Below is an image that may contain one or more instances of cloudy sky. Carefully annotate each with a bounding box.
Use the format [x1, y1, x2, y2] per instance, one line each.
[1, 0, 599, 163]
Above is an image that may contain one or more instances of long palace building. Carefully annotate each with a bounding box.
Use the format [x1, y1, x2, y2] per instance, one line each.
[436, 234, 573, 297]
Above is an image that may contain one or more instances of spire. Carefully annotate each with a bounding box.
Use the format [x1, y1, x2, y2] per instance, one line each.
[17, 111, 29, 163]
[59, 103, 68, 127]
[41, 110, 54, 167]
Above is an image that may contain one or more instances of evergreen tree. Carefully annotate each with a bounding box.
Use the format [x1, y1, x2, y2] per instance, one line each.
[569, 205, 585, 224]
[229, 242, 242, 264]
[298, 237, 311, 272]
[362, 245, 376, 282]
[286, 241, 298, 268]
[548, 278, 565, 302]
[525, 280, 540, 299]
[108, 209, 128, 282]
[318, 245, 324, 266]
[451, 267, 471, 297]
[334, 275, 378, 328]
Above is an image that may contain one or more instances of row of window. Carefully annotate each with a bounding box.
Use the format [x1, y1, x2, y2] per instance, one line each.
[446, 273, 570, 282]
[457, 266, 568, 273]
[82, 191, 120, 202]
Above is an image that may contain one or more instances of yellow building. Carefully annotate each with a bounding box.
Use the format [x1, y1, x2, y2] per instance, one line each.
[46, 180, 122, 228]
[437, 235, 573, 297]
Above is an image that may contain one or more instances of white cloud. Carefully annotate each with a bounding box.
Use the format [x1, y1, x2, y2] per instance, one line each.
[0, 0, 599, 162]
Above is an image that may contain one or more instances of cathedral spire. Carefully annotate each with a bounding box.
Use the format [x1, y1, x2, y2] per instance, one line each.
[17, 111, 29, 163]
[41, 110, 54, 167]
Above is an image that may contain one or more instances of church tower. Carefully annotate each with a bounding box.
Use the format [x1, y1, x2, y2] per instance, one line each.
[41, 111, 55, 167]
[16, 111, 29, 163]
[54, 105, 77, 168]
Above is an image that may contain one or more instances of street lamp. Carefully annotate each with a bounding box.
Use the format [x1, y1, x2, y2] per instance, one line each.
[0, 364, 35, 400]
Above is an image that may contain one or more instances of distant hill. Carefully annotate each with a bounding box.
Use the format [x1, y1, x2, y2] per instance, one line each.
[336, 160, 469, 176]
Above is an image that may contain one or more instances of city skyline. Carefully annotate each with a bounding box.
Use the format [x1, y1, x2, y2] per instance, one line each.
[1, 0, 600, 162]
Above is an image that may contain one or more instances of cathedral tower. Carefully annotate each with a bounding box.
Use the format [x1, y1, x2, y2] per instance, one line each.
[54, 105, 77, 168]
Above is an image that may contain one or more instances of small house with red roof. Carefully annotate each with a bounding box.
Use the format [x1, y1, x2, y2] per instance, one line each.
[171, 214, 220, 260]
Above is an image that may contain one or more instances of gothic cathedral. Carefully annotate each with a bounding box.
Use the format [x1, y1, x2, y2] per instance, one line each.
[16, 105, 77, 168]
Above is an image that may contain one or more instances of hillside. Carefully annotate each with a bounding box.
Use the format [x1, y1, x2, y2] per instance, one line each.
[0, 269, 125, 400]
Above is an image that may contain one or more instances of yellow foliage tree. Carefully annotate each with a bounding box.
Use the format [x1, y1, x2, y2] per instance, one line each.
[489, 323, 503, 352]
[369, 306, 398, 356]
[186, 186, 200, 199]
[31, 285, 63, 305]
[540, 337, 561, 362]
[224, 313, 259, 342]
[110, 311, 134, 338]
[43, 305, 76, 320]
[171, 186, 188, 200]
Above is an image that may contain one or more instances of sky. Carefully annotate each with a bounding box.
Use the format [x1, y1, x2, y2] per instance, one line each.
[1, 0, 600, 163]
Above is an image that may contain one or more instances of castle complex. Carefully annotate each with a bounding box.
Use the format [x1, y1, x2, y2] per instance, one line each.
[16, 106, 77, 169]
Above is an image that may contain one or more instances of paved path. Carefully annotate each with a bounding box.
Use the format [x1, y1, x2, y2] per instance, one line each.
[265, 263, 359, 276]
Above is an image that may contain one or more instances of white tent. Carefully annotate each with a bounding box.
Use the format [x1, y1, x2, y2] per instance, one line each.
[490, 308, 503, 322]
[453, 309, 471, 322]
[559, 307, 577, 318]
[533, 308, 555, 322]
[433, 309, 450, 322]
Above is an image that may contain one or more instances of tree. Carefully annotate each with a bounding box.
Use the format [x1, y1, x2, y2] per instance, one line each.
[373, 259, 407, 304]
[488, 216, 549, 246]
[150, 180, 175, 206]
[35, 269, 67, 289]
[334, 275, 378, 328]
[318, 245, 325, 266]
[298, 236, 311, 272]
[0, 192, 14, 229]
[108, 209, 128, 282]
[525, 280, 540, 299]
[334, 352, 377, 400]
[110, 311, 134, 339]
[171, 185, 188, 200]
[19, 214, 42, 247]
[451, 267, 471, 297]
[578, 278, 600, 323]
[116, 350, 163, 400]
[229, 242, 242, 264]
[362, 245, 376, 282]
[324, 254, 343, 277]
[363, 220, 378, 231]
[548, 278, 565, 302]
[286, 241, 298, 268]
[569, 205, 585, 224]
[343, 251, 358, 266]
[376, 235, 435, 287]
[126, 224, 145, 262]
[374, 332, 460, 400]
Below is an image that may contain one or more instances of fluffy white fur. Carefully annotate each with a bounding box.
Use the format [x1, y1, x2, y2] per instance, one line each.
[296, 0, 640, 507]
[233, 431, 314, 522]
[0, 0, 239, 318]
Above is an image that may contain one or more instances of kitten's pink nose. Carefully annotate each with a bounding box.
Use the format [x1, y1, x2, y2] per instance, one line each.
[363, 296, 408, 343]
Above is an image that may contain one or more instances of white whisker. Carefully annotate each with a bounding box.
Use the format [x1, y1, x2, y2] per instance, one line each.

▶ _What is expected_:
With nothing added or dropped, write out the listing again.

▶ _Response_:
Below is an image that may contain one or more instances of cloudy sky. Carefully annotate each with a bounding box.
Use the format [x1, y1, x2, y2] per instance, one line each.
[1, 0, 599, 163]
Above is an image that may contain one or more instances of long palace building. Carefully annotate each with a bounding box.
Use the format [x1, y1, x2, y2] per instance, one line each.
[436, 234, 573, 297]
Above is an image that may contain one or more instances of spire. Carefully annotate each with a bounding box.
Use the format [x1, y1, x2, y2] per instance, one line each.
[17, 111, 29, 163]
[59, 103, 68, 127]
[41, 110, 54, 167]
Above is an image that may contain one or more instances of evergreen tree. Carefully annotate each with a bounding box.
Use the format [x1, y1, x2, y2] per instance, one line each.
[569, 205, 585, 224]
[229, 242, 242, 264]
[298, 237, 311, 272]
[362, 245, 376, 282]
[286, 241, 298, 268]
[548, 278, 565, 302]
[525, 280, 540, 299]
[108, 209, 128, 282]
[318, 245, 324, 266]
[451, 267, 471, 297]
[334, 275, 378, 328]
Above is an image that may contain one or more instances of row of window. Carefully annotate each with a bounding box.
Use the format [x1, y1, x2, y2] per instance, one line each.
[446, 273, 570, 282]
[457, 266, 568, 273]
[82, 191, 120, 202]
Above is an image that may contain one or more instances of yellow building. Carefully annotate each with a bounding box.
Use the format [x1, y1, x2, y2] per instance, one line each.
[46, 180, 122, 228]
[437, 235, 573, 297]
Above is an image that may contain one or more instances of white cloud. Carefully annotate each with a bounding box.
Use the format [x1, y1, x2, y2] per instance, one line each.
[0, 0, 599, 162]
Above is an image that may contain one or more instances of cathedral spire. Carefully annotate each with a bounding box.
Use the format [x1, y1, x2, y2] per instance, one line each.
[17, 111, 29, 163]
[41, 110, 54, 167]
Above is an image that may contain one or more instances of church tower. Carefully annotate each with a bounding box.
Use the format [x1, y1, x2, y2] per instance, one line each.
[41, 111, 55, 167]
[16, 111, 29, 163]
[54, 105, 77, 168]
Above is an image that may contain one or more instances of street lamp. Carefully annotate each with a bounding box.
Use the format [x1, y1, x2, y2] per instance, one line each.
[0, 364, 35, 400]
Above is an image that may contain one or more instances of distant hill. Carefully annotate each with a bounding box.
Use the format [x1, y1, x2, y2] per instance, one line each.
[336, 160, 469, 176]
Above is an image that may contain one or more instances of city skyline. Carefully annotate each with a bounding box.
Use the format [x1, y1, x2, y2] per instance, one line each.
[1, 0, 600, 162]
Above is an image that may contain one or more instances of cathedral tower. Carefully annotate each with a bounding box.
Use the format [x1, y1, x2, y2] per instance, one line each.
[54, 105, 77, 168]
Above is an image that may contain one or more instances of small house with red roof. Carefully annotate each with a bounding box.
Use the format [x1, y1, x2, y2] per instance, one line each.
[171, 214, 220, 260]
Above is an image that may contain one or more instances of gothic cathedral. Carefully annotate each with a bounding box.
Use the format [x1, y1, x2, y2] per instance, one line each.
[16, 105, 77, 168]
Above is an image that may contain one or more instances of hillside. Carefully annotate each with a bounding box.
Use the format [x1, y1, x2, y2] per instance, one line each.
[0, 269, 125, 400]
Above is an image that may contain one or more instances of yellow foliage tree. Carefully annotate each with a bounding box.
Use the format [x1, y1, x2, y2] per instance, one line each.
[489, 323, 503, 352]
[369, 306, 398, 356]
[186, 186, 200, 199]
[31, 285, 63, 305]
[540, 337, 561, 362]
[224, 313, 259, 342]
[110, 311, 134, 338]
[43, 305, 76, 320]
[171, 186, 188, 200]
Above is an image that may contain one or more instances of sky. Carefully annotate each with a bounding box.
Use the format [x1, y1, x2, y2] per instance, one line each.
[1, 0, 600, 163]
Above is an image that may contain one or more instances of castle complex. Carefully annotate each with a bounding box.
Use the format [x1, y1, x2, y2] per instance, one line each.
[16, 106, 77, 169]
Above is an image that may contain one or more instances of paved path. Carefully annotate each with a bounding box.
Use the format [x1, y1, x2, y2] per instance, one line each.
[265, 263, 359, 276]
Above is an image that may contain one or more instances of white tent. Carefully annotate each with a bounding box.
Use the format [x1, y1, x2, y2] per instance, one line each.
[490, 308, 503, 322]
[453, 309, 471, 322]
[559, 307, 577, 318]
[533, 308, 555, 322]
[433, 309, 450, 322]
Above is an image that may contain one or more instances of tree. Carefully annotate each with a bounding box.
Use the format [x1, y1, x2, y2] per instance, one line each.
[373, 259, 407, 304]
[488, 216, 549, 246]
[150, 180, 175, 206]
[35, 269, 67, 289]
[334, 275, 378, 328]
[318, 245, 325, 266]
[298, 236, 311, 272]
[0, 192, 14, 229]
[108, 209, 128, 282]
[525, 280, 540, 299]
[334, 352, 377, 400]
[110, 311, 134, 339]
[171, 185, 188, 200]
[19, 214, 42, 247]
[451, 267, 471, 297]
[578, 278, 600, 323]
[116, 350, 163, 400]
[229, 242, 242, 264]
[362, 245, 376, 282]
[324, 254, 343, 277]
[363, 220, 378, 231]
[548, 278, 565, 302]
[286, 241, 298, 268]
[569, 205, 585, 224]
[343, 251, 358, 266]
[376, 235, 435, 287]
[126, 224, 145, 262]
[374, 332, 460, 400]
Below is an image that may contain one or more instances of fluffy white fur. Carefully annotate each with a bounding box.
Use the format [x1, y1, x2, y2] per instance, one line each.
[296, 0, 640, 507]
[233, 431, 314, 522]
[0, 0, 239, 318]
Above is an image that may contain one or more instances of kitten's pink nose. Carefully annotate each with a bounding box.
Use the format [x1, y1, x2, y2] per instance, one line each.
[363, 296, 408, 343]
Above is an image that may contain one or more instances of white whisker. Carefully annotate each with a bounding box.
Use the format [x1, y1, x2, y2] per instance, one line each.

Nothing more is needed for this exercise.